## Action item:
How does the Chains documentation read, everything from "Returns an AbstractChains" down to "containing a subtype.", once every "external file" is changed to "disk file"?

## Text section:
■ ■ ■ ■ ■ ■ ■
Chains(value::Vector{T};
start::Integer=1, thin::Integer=1,
names::U="Param1", chains::Integer=1) where {T<:Real, U <: AbstractString}

Construct a Chains object that stores MCMC sampler output.

Returns an object of type Chains.

• iters: total number of iterations in each sampler run, of which length(start:thin:iters) outputted iterations will be stored in the object.

• params: number of parameters to store.

• value: array whose first, second (optional), and third (optional) dimensions index outputted iterations, parameter elements, and runs of an MCMC sampler, respectively.

• start: number of the first iteration to be stored.

• thin: number of steps between consecutive iterations to be stored.

• chains: number of simulation runs for which to store output, or indices to the runs (default: 1, 2, …).

• names: names to assign to the parameter elements (default: "Param1", "Param2", …).

Base.read(name::AbstractString, ::Type{T}) where {T<:AbstractChains}

Read a chain from an external file.

Returns an AbstractChains subtype read from an external file.

• name : file to read or write. Recommended convention is for the file name to be specified with a .jls extension.

• T : chain type to read.

• c : chain to write.

Base.write(name::AbstractString, c::AbstractChains)

Write a chain to an external file.

Returns a written external file containing a subtype.

• name : file to read or write. Recommended convention is for the file name to be specified with a .jls extension.

• T : chain type to read.

• c : chain to write.

readcoda(output::AbstractString, index::AbstractString)
■ ■ ■ ■ ■ ■ ■
## Extracted information:
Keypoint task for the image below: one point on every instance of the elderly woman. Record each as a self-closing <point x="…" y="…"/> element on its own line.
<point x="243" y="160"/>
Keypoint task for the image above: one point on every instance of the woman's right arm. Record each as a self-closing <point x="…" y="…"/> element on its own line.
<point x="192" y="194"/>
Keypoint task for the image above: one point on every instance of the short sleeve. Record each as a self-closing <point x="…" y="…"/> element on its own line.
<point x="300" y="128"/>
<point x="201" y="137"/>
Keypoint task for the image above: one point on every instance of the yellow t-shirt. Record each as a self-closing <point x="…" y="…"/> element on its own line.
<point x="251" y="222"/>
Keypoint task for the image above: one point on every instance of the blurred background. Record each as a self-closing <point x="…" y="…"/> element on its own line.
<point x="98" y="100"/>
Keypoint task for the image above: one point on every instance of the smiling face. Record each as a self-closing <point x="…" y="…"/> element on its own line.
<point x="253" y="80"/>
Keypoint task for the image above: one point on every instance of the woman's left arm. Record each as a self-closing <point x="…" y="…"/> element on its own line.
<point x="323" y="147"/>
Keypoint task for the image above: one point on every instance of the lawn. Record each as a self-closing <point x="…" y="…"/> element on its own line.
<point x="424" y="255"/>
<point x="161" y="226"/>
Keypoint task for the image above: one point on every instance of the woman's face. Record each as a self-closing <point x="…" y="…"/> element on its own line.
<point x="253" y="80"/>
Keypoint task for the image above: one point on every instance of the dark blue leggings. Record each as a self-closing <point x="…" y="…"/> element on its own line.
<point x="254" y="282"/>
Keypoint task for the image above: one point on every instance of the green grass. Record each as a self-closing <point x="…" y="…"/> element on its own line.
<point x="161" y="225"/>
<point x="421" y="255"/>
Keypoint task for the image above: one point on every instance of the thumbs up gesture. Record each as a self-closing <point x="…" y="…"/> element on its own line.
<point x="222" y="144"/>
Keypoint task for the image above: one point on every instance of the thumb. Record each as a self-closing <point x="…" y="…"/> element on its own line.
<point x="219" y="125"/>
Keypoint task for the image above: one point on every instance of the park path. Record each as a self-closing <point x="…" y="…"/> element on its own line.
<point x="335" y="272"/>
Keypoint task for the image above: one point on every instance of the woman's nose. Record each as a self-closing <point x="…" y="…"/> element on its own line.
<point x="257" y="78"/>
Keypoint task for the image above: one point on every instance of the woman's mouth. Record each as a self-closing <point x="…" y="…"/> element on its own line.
■ ■ ■ ■ ■ ■ ■
## Result for this exercise:
Returns an AbstractChains subtype read from an disk file.

• name : file to read or write. Recommended convention is for the file name to be specified with a .jls extension.

• T : chain type to read.

• c : chain to write.

Base.write(name::AbstractString, c::AbstractChains)

Write a chain to an disk file.

Returns a written disk file containing a subtype.